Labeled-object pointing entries
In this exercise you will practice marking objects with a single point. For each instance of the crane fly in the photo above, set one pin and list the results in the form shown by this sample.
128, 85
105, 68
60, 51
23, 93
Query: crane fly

> [Task statement]
Edit the items above so that "crane fly" becomes "mosquito" wherever it occurs, with everything else left unchanged.

> [Output for this exercise]
In this exercise you will practice marking objects with a single point. For each instance of the mosquito in the photo above, set one pin and list the results in the form shown by this sample.
128, 85
105, 68
60, 51
23, 93
Query: mosquito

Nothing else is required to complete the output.